Article:
"The world's most famous bell foundry"

August 30, 2020

Brian Swager, DM, is an organist, carillonneur, and harpist in San Francisco, California. He is director of music at Immanuel Lutheran Church in San Jose. He serves as contributing editor for carillon topics to The Diapason.

The Whitechapel Bell Foundry in London, England, is a cultural heritage asset of international significance. However, it is at grave risk of being renovated into a “bell-themed” boutique hotel and café rather than being retained as a fully working bell foundry on the site that was developed for this purpose in the 1740s. If this is allowed to happen, the bell founding skills on this historic site in the East End of London will be lost to the nation forever, bringing an end to a continuous history of bell casting covering the last 450 years. This is a matter of national and international importance.

Exercises:
1. Answer these questions using the article on the Whitechapel Bell Foundry:
(a) At which church is Brian Swager director of music?
(b) In what decade was the foundry's site developed for bell founding?
(c) What could the foundry be renovated into?
2. Translate this sentence from the bell foundry article into Spanish: "The Whitechapel Bell Foundry in London, England, is a cultural heritage asset of international significance."
The items come from a separate source.

Stored records:
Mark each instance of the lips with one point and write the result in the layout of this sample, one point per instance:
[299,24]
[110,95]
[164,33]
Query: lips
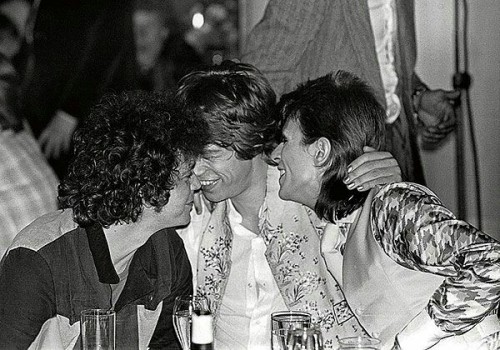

Solutions below:
1.
(a) Immanuel Lutheran Church in San Jose
(b) The 1740s
(c) A "bell-themed" boutique hotel and café

2. La Whitechapel Bell Foundry de Londres, Inglaterra, es un bien del patrimonio cultural de importancia internacional.